====== Document excerpt

Mailing List Archive

Interlanguage links redesign proposal
I think the current handling of interlanguage links is problematic and
not very scalable. If we have n copies of an article, we need need n*n-1
interlanguage links. For 10 languages, that would be 90 links! All of
these links have to be added to separate pages, by people speaking
different languages, who often don't even have an account on the
Wikipedia in question.

As should be obvious, we are already missing interlanguage links for
many, if not most, of the translations we have.

The scalable solution requires us to have a meta-table for interlanguage
links that can be accessed by all Wikipedias. This table could look like
this:


language1 article1 language1 article2
------------------------------------------------------------
en Main Page de Hauptseite
fr Accueil en Main Page
fr Accueil es Portada
...

Let's call it shared.ilinks for the moment.

Instead of adding interlanguage links on top of articles, we would have
a separate text line below article bodies:

Interlanguage links (syntax: [[<code>:<article name>]])

The syntax would remain the same so that the link line can be cut and
pasted from the body. But this line would not be stored in that form in
the database.

Display of interlanguage links
------------------------------
Say I visit [[Main Page]] on en.wikipedia.org. Now, in order to show the
list of links, the shared.ilinks table is queried:

SELECT * from shared.ilinks where (language1=en and article1="Main
Page") or (language2=en and article2="Main Page")

That is, a single SELECT allows us to find all translations of the word
"Main Page". But don't we only save relatively little time, as we still
have to tell *every* Wikipedia that homepage means "Main Page" in
English? No, because we can now leave this to the code.

When a user edits a page, the same list of links is generated, but this
time in the wiki syntax ([[fr:Accueil]] [[de:Hauptseite]] and so on).
This can be edited by anyone. When the list has been edited, and the
page is saved, the following is done:

1)
The same SELECT as above is run:
SELECT * from shared.ilinks where (language1=en and article1="Main
Page") or (language2=en and article2="Main Page")

2)

============
====== Information shown

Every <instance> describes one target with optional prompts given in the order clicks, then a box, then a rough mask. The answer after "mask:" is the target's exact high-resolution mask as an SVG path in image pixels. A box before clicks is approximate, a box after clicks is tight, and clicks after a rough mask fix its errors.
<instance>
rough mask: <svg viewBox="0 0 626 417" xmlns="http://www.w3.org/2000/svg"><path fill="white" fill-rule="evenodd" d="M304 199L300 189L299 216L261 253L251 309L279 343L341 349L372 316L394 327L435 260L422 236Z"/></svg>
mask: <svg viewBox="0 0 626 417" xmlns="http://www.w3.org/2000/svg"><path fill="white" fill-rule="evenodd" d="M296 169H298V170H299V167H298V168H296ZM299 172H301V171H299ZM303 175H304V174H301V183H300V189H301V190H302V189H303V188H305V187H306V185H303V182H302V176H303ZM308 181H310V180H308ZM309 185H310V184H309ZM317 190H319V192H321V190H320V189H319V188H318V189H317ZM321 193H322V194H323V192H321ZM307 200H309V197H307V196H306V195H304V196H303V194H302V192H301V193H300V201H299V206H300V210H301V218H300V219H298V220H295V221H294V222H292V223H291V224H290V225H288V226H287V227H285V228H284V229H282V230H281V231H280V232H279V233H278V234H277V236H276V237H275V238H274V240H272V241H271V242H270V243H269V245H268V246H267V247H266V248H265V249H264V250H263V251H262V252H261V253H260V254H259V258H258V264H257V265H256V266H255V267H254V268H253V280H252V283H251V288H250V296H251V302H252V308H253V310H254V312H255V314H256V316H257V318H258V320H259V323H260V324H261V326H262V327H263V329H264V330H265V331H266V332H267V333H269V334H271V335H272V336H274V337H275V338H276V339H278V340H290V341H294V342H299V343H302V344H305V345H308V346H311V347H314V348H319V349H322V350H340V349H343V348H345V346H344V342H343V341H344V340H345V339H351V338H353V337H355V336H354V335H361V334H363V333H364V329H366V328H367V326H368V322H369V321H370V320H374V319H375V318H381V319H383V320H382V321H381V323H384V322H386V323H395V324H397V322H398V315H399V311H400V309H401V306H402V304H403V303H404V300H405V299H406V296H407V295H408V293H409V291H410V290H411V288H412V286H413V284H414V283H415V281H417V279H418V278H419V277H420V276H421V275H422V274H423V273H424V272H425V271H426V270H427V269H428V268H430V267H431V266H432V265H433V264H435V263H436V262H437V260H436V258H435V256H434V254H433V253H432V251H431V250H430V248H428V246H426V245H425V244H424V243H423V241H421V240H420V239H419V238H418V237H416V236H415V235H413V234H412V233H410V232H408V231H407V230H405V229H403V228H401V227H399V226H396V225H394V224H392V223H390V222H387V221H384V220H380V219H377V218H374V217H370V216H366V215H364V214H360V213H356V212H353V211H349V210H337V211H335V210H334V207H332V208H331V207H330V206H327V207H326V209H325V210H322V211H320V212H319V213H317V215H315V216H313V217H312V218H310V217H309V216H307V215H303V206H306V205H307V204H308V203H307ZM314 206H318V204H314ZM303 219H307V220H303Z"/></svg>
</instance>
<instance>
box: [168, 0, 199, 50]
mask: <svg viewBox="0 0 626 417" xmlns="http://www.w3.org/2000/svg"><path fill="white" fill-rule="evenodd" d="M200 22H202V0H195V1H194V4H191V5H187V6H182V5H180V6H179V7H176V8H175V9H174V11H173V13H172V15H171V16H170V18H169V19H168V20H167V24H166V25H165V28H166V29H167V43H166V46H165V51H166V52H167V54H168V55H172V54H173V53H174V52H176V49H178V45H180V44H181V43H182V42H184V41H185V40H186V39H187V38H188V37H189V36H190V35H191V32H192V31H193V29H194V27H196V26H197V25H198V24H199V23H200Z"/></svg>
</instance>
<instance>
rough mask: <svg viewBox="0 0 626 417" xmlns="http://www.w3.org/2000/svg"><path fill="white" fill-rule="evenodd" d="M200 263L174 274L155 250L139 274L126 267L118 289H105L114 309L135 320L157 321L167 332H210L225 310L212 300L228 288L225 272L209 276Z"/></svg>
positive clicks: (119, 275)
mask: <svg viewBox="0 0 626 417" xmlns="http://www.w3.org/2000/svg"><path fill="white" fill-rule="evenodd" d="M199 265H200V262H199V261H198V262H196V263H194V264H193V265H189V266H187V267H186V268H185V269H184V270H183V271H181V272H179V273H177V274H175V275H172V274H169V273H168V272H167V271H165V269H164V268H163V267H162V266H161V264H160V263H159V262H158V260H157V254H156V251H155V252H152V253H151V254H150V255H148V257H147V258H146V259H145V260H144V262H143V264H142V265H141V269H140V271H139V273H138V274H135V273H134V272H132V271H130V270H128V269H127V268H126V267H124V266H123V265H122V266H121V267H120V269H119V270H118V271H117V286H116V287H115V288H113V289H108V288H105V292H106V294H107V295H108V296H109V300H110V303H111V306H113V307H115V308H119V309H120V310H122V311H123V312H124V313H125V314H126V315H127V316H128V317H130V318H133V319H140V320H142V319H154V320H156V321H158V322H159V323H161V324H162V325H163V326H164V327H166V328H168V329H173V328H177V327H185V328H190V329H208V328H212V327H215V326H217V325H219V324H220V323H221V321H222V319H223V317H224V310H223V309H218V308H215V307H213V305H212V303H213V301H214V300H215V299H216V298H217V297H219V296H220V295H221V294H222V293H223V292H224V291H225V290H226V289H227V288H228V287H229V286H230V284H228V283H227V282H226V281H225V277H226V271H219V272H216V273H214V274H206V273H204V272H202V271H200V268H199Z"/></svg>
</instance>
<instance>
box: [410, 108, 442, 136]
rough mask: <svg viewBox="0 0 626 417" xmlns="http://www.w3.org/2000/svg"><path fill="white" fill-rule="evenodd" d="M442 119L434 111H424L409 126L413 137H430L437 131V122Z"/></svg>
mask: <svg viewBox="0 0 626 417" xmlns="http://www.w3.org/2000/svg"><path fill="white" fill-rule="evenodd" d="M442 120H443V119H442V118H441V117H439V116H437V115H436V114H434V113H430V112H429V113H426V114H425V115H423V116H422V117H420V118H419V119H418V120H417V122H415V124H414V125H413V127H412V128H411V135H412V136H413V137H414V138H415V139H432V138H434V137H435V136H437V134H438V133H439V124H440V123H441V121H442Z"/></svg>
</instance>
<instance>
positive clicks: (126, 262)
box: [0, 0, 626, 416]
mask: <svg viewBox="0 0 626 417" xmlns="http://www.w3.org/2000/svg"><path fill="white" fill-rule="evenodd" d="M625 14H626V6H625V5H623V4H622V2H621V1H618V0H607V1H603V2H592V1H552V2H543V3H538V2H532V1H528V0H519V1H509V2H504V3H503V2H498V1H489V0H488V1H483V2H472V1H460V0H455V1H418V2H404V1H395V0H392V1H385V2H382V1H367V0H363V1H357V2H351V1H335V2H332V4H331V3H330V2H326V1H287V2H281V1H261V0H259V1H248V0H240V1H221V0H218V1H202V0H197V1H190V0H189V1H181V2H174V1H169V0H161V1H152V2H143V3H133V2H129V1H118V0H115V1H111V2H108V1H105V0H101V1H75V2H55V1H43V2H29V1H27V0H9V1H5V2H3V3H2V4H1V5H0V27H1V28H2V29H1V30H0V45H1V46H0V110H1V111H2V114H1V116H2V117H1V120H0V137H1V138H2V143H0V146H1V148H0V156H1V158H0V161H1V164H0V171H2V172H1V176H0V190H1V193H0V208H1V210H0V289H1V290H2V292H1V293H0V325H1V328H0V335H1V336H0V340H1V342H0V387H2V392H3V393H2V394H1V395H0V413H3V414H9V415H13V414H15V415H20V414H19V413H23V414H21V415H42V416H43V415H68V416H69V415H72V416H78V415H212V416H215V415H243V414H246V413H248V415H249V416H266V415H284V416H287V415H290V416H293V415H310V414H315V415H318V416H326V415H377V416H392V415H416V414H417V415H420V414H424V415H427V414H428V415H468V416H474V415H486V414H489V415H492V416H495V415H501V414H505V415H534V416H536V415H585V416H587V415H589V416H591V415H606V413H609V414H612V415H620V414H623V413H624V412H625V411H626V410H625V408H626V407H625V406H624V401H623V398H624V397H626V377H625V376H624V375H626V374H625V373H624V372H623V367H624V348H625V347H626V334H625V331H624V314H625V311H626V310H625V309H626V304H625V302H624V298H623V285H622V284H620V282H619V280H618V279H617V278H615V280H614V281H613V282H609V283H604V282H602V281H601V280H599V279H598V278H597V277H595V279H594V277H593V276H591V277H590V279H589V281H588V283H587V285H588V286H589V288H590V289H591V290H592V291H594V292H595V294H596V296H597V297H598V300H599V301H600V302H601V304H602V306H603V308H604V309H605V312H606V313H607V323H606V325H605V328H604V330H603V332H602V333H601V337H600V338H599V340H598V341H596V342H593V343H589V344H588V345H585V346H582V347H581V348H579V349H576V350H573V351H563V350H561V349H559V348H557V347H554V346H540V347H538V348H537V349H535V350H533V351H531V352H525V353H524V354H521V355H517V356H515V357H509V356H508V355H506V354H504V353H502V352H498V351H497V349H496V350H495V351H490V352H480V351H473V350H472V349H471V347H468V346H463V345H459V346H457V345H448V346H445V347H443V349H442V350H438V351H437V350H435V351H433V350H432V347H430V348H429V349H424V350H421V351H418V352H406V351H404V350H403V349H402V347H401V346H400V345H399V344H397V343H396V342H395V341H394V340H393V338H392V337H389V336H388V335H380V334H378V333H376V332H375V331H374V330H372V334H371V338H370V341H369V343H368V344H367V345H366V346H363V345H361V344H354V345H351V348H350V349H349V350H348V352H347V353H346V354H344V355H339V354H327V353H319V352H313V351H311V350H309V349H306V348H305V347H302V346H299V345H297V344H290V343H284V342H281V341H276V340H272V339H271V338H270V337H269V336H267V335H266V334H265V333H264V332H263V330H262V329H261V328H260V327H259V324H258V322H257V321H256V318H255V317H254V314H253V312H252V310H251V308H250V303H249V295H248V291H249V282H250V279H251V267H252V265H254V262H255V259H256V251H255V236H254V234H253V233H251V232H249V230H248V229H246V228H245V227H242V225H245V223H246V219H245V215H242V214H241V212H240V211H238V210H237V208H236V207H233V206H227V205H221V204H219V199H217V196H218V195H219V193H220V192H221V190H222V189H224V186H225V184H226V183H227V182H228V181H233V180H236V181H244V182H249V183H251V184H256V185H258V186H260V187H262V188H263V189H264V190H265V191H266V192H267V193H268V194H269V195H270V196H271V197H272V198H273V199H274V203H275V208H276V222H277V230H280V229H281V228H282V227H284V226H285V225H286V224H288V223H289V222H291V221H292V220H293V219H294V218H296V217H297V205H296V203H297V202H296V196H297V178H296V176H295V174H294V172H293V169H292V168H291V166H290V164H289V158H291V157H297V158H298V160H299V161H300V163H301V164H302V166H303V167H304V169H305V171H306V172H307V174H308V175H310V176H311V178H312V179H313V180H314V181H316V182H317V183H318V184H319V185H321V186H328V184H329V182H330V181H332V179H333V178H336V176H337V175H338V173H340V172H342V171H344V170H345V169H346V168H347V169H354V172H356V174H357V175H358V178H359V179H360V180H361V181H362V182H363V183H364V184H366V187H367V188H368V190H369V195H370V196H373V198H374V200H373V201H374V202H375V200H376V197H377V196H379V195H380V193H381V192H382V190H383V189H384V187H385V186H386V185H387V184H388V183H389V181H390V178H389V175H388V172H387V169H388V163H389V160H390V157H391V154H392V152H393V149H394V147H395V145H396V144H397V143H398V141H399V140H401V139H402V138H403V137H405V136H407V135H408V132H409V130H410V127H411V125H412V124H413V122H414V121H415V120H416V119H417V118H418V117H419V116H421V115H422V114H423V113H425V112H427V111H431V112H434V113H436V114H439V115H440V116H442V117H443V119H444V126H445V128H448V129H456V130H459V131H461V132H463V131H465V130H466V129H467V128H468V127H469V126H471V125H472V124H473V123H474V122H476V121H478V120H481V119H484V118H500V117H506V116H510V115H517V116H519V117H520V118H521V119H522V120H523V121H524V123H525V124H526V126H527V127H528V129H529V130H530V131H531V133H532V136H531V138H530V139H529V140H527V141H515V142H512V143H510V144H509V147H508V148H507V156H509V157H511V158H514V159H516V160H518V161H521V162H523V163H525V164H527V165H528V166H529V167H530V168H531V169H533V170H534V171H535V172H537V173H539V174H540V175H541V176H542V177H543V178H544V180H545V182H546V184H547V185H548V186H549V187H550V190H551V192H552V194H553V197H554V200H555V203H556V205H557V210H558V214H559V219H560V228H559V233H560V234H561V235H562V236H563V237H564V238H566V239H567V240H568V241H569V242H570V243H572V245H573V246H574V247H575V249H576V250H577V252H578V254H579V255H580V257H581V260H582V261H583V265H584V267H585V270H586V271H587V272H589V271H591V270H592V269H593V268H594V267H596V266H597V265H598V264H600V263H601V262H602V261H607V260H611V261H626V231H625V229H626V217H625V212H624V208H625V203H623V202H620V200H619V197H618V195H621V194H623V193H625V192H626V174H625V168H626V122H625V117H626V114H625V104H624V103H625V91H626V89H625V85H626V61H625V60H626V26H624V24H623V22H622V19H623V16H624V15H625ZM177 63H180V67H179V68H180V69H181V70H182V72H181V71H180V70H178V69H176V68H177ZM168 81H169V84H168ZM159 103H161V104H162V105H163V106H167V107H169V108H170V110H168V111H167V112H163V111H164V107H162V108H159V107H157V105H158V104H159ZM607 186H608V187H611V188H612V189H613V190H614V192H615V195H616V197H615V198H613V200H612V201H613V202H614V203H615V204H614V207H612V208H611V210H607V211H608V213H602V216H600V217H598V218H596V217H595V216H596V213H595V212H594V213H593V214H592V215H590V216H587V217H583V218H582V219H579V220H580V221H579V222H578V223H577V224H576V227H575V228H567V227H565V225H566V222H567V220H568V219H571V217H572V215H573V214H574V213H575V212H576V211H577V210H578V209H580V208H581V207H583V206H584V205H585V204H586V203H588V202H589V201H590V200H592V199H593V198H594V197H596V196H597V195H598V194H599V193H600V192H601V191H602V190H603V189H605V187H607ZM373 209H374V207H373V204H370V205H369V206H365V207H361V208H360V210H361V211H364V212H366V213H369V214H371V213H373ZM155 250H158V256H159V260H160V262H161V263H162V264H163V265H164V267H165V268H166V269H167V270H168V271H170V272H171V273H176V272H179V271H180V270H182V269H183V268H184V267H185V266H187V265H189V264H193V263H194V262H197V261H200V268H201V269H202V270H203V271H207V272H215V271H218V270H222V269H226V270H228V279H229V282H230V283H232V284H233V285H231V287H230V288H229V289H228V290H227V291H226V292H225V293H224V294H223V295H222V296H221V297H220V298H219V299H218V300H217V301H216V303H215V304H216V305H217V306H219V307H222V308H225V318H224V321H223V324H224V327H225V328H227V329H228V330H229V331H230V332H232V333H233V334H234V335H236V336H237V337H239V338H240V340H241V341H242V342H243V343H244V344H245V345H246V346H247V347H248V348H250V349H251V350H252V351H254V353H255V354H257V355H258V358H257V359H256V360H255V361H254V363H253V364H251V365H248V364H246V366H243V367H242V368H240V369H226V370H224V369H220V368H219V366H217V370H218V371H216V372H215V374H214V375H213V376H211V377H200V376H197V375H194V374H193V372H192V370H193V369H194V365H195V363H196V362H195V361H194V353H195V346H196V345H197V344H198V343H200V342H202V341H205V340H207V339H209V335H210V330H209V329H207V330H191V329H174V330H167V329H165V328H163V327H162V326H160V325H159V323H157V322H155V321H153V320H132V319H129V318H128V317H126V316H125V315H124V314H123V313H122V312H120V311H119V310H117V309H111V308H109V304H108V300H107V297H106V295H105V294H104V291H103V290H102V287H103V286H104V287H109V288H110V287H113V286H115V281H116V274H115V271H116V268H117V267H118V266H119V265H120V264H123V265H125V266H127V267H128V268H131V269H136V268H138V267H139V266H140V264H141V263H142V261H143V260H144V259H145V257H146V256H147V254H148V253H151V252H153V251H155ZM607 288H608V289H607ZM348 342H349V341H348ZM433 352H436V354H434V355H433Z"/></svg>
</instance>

============
====== Information shown

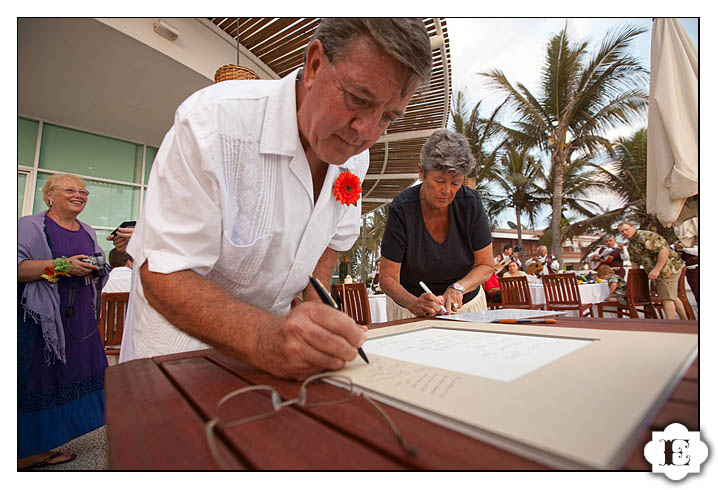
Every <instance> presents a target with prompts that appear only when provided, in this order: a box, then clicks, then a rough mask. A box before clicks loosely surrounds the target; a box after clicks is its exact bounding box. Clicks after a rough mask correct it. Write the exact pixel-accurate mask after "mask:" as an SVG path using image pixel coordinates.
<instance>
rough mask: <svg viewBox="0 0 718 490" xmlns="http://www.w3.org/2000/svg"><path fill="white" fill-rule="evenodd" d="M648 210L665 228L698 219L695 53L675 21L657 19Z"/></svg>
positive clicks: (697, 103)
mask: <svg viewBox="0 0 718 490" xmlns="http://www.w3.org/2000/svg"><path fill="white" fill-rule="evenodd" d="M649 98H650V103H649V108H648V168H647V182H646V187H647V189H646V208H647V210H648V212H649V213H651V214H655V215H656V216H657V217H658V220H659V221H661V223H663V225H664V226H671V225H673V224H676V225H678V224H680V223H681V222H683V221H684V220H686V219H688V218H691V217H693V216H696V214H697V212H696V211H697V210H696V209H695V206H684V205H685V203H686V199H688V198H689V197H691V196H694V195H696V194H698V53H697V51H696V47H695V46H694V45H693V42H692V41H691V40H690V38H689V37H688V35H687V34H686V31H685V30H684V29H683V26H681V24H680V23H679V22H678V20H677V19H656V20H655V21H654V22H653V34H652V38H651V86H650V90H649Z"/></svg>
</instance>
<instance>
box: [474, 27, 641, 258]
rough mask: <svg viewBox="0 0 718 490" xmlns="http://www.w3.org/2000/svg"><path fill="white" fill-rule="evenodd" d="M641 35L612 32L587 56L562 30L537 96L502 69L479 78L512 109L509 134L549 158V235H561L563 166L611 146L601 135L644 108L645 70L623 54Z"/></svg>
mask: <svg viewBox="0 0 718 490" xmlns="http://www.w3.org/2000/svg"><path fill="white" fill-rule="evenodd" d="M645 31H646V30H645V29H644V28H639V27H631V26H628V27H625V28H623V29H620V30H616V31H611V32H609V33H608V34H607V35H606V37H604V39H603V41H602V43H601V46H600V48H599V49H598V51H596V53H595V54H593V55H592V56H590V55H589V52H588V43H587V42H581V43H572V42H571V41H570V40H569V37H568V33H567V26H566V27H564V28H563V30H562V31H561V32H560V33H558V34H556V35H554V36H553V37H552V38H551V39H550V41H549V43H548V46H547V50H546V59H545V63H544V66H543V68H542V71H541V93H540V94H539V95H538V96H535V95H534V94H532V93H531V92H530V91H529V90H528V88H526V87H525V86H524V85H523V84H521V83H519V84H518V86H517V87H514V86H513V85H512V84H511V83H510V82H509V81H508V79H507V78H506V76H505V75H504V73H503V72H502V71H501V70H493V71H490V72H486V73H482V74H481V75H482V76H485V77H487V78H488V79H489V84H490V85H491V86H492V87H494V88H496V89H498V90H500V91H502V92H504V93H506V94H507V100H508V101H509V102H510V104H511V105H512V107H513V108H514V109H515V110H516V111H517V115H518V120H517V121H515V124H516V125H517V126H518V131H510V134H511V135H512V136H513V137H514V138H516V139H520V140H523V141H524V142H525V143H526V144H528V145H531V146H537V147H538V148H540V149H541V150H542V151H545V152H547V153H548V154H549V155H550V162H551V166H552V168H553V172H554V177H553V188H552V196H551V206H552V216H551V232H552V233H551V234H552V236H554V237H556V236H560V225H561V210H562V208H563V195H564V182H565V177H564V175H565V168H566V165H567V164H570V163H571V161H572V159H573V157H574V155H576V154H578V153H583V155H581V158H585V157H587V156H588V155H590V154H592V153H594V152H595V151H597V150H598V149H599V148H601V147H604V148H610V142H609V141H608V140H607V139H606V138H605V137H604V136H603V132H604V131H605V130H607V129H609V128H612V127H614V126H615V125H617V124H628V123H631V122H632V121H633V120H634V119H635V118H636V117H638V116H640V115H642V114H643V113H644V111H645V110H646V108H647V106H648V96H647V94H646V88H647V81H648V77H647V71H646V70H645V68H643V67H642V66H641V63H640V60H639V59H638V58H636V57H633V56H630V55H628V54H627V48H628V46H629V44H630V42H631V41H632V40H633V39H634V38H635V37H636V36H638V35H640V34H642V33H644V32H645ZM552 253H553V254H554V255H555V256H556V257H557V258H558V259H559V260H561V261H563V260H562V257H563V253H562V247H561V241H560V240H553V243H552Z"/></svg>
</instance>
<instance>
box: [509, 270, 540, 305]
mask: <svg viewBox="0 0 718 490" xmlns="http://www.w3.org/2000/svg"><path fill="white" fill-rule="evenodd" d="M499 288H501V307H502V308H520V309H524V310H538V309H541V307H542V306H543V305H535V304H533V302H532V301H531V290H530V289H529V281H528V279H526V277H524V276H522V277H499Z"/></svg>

============

» Exercise tasks:
a. Write out the part of the interlanguage links proposal that begins at the words "Interlanguage links (syntax: [[<code>:<article" and stops after the words "the database.".
b. In the interlanguage links proposal, how many interlanguage links would 10 languages require?
The entries are separate material, distinct from the proposal.

» Answers given:
a.
Interlanguage links (syntax: [[<code>:<article name>]])

The syntax would remain the same so that the link line can be cut and
pasted from the body. But this line would not be stored in that form in
the database.

b. 90 links.